Top of Records provided

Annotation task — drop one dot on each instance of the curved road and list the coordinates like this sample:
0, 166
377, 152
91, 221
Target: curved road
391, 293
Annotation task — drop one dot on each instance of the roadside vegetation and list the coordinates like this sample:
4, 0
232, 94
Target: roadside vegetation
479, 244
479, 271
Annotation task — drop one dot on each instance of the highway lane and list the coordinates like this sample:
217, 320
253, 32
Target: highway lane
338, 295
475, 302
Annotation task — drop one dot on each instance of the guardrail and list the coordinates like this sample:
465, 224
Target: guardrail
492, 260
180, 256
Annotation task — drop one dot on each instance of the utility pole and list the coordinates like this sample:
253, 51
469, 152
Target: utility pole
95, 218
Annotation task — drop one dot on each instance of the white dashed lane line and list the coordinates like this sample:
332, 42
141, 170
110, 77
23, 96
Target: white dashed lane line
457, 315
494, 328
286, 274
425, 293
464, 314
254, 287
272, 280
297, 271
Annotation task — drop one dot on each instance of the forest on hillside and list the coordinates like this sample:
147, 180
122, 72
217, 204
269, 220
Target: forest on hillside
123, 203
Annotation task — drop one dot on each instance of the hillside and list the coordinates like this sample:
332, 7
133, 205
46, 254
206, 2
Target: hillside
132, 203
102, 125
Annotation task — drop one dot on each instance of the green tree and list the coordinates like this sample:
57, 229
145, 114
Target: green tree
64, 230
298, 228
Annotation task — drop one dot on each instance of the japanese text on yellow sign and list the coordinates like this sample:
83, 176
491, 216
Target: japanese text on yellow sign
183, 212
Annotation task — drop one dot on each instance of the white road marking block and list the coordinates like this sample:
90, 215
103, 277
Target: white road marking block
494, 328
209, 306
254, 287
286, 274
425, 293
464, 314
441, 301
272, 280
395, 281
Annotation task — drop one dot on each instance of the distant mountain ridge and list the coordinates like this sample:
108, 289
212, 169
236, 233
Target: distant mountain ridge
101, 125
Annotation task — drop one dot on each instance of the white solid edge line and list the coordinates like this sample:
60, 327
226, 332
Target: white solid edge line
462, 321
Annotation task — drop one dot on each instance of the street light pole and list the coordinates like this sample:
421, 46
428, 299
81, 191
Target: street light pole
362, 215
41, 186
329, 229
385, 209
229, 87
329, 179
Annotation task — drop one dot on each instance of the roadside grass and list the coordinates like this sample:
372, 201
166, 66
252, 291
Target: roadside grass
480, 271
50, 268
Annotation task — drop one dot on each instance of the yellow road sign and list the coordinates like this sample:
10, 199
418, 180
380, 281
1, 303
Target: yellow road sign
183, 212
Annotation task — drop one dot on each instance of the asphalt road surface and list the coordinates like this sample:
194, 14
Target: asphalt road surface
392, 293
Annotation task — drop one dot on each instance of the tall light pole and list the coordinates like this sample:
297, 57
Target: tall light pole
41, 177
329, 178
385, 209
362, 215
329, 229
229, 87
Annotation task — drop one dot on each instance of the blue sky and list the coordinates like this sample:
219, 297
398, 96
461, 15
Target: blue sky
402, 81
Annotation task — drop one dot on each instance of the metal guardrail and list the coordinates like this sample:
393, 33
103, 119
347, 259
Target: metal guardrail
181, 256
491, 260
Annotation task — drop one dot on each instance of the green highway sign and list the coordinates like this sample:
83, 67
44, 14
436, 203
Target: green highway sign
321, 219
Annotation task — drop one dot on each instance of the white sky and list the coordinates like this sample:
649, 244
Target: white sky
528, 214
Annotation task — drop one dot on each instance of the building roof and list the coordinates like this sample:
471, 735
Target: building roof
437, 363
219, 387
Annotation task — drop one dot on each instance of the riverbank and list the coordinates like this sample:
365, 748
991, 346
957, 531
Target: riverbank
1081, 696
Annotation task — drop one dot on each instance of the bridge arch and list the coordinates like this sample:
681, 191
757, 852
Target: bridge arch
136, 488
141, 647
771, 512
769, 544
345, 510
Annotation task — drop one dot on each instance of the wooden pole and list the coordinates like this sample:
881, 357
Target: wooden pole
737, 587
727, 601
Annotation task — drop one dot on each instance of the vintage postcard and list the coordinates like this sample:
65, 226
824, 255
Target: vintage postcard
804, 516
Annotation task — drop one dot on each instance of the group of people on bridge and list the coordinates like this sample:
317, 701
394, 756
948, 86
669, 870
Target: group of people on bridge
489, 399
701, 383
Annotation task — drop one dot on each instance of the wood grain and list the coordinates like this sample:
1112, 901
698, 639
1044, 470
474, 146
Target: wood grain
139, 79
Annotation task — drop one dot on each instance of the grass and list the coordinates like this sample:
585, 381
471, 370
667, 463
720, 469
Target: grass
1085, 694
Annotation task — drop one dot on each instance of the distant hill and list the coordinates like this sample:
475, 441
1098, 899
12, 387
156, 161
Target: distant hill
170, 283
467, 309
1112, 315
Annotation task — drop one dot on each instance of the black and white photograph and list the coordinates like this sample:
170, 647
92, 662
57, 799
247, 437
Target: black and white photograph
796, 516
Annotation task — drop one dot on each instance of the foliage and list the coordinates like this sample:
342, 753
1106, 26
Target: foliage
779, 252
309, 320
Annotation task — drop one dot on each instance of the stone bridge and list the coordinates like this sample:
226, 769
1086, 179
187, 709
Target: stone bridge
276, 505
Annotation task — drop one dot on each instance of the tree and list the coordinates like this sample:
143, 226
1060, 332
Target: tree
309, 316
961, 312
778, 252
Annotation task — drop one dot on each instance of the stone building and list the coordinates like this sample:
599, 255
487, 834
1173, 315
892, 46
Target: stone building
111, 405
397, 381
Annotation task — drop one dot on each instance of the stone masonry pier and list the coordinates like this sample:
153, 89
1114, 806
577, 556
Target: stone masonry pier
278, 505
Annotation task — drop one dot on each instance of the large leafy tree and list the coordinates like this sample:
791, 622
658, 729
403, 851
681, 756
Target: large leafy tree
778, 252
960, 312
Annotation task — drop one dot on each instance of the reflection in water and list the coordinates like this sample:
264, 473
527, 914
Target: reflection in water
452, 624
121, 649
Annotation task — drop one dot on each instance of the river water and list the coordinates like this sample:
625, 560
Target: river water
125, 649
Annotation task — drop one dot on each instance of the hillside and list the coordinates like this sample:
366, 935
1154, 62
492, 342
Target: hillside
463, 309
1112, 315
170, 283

Bottom of Records provided

→ Assigned task: The records above must be restated. Preserve every word.

→ Solution for this exercise:
Annotation task — drop one dot on each instance of the curved road and list the coordinates like this sample:
0, 166
377, 152
91, 221
Target: curved road
391, 293
Annotation task — drop one dot on each instance of the roadside vegetation and list the coordinates like this sample:
4, 0
232, 94
Target: roadside vegetation
479, 244
479, 271
Annotation task — drop one dot on each instance of the highway lane and list the coordinates like this sample:
217, 320
253, 32
Target: highway lane
338, 295
475, 302
Annotation task — drop one dot on each instance of the guardrail and list the coordinates like this sample:
465, 224
Target: guardrail
492, 260
180, 256
Annotation task — drop one dot on each instance of the utility pole and list the coordinates like this sample:
253, 51
469, 152
Target: utility pole
95, 218
Annotation task — drop one dot on each instance of the white dashed lane line and list the coordinates like this sample:
332, 42
141, 170
110, 77
23, 96
Target: white dashed lane line
457, 315
494, 328
286, 274
425, 293
464, 314
254, 287
272, 280
297, 271
Annotation task — drop one dot on each instance of the forest on hillside and list the coordinates like this sample:
147, 180
122, 72
217, 204
269, 220
Target: forest on hillside
123, 203
Annotation task — drop one dot on each instance of the hillside and list the coordinates like this sample:
332, 7
133, 205
46, 254
206, 2
Target: hillside
132, 203
102, 125
Annotation task — drop one dot on each instance of the green tree and list the coordinates like this sample:
57, 229
145, 114
Target: green tree
64, 230
298, 228
Annotation task — drop one dot on each instance of the japanese text on yellow sign and list the coordinates like this sample:
83, 176
491, 216
Target: japanese text on yellow sign
183, 212
Annotation task — drop one dot on each instance of the white road marking block and list the coordinates like this sample:
90, 215
103, 277
Target: white road marking block
494, 328
209, 306
254, 287
286, 274
425, 293
464, 314
441, 301
272, 280
395, 281
Annotation task — drop one dot on each instance of the distant mountain ridge and list the coordinates like this sample:
108, 289
212, 169
236, 233
Target: distant mountain ridge
101, 125
Annotation task — drop one dot on each instance of the white solid edge line and list the coordinates like this sample:
60, 327
226, 332
Target: white solid edge line
462, 321
Annotation task — drop one dot on each instance of the street light pole and list the coordinates like this sample:
421, 46
428, 299
81, 191
Target: street light pole
362, 215
41, 186
329, 229
385, 209
229, 87
329, 179
Annotation task — drop one dot on each instance of the roadside grass and list the coordinates like this sample:
372, 201
166, 66
252, 291
Target: roadside grass
480, 271
50, 268
Annotation task — drop one dot on each instance of the yellow road sign and list the coordinates like this sample:
10, 199
418, 180
380, 281
1, 303
Target: yellow road sign
183, 212
Annotation task — drop one dot on each instance of the asphalt road surface and list the coordinates like this sample:
194, 14
Target: asphalt road surface
392, 293
Annotation task — drop one dot on each instance of the tall light pole and list the coordinates like this sample:
297, 57
Target: tall light pole
41, 177
329, 178
385, 209
362, 215
329, 229
229, 87
Annotation task — drop one dot on each instance of the blue sky and list the coordinates like this sample:
219, 297
398, 96
461, 15
Target: blue sky
402, 81
Annotation task — drop one dot on each instance of the metal guardrail and list the coordinates like this sample:
393, 33
103, 119
347, 259
Target: metal guardrail
181, 256
491, 260
Annotation task — drop one dot on each instance of the green highway sign and list the coordinates like this sample:
83, 67
44, 14
436, 203
Target: green highway sign
321, 219
Annotation task — drop one dot on each instance of the white sky and list the coordinates like this sample:
649, 244
Target: white sky
528, 214
Annotation task — drop one dot on each instance of the building roof and list the coordinates like this sample:
471, 735
Target: building roof
437, 363
219, 387
Annotation task — drop one dot on each instance of the riverbank and list the coordinates like this sample:
365, 748
991, 346
957, 531
Target: riverbank
1081, 696
Annotation task — drop one dot on each instance of the bridge arch and list the coordinates like this sample:
681, 191
757, 852
Target: bridge arch
136, 488
141, 647
771, 512
769, 544
345, 510
Annotation task — drop one dot on each instance of the wooden pole and list the coordinates like this sample:
881, 357
Target: wooden pole
737, 587
727, 601
Annotation task — drop one dot on each instance of the vintage postcard and list the coordinates like this sample:
65, 226
824, 255
Target: vintage postcard
804, 516
Annotation task — drop one dot on each instance of the group of people on bridge and list the coordinates like this sample:
317, 701
394, 756
948, 86
669, 870
Target: group of people on bridge
489, 399
701, 383
Annotation task — drop one dot on each instance of the wood grain and list the coordinates like this sample:
1112, 901
698, 639
1044, 470
474, 146
Target: wood grain
139, 79
Annotation task — drop one dot on each instance of the grass and list the coordinates like this sample:
585, 381
471, 370
667, 463
720, 469
Target: grass
1085, 694
Annotation task — drop one dot on each instance of the distant hill and list the coordinates like this sample:
475, 441
1098, 899
12, 387
156, 161
Target: distant hill
170, 283
467, 309
1112, 315
Annotation task — drop one dot on each instance of the black and white photograph and list the coordinates like this sample:
170, 647
92, 662
57, 799
247, 437
Target: black and white photograph
796, 516
Annotation task — drop one dot on each instance of the foliage and list the coordinates like this sample:
342, 753
1106, 26
Target: foliage
779, 252
309, 320
Annotation task — drop one dot on each instance of the stone bridge and list the coordinates like this sample:
226, 769
1086, 179
187, 709
Target: stone bridge
276, 505
Annotation task — drop one dot on each instance of the tree and list the coordinates like this sample:
143, 226
1060, 332
Target: tree
309, 316
961, 312
778, 252
Annotation task — drop one dot on each instance of the stone building and list the coordinates like this sample:
599, 255
487, 834
1173, 315
892, 46
Target: stone building
111, 405
397, 381
Annotation task — drop one dot on each instance of the stone masonry pier and list the coordinates like this sample:
153, 89
1114, 806
577, 556
Target: stone masonry pier
278, 505
Annotation task — drop one dot on each instance of the large leafy tree and list the coordinates like this sample:
791, 622
658, 729
403, 851
681, 756
Target: large leafy tree
778, 252
960, 312
Annotation task — drop one dot on each instance of the reflection in water and list the coordinates like this sample:
264, 473
527, 914
Target: reflection in water
452, 624
121, 649
Annotation task — drop one dot on each instance of the river water and list the coordinates like this sample:
625, 560
Target: river water
125, 649
Annotation task — drop one dot on each instance of the hillside and list the coordinates like this sample:
366, 935
1154, 62
492, 342
Target: hillside
463, 309
1112, 315
170, 283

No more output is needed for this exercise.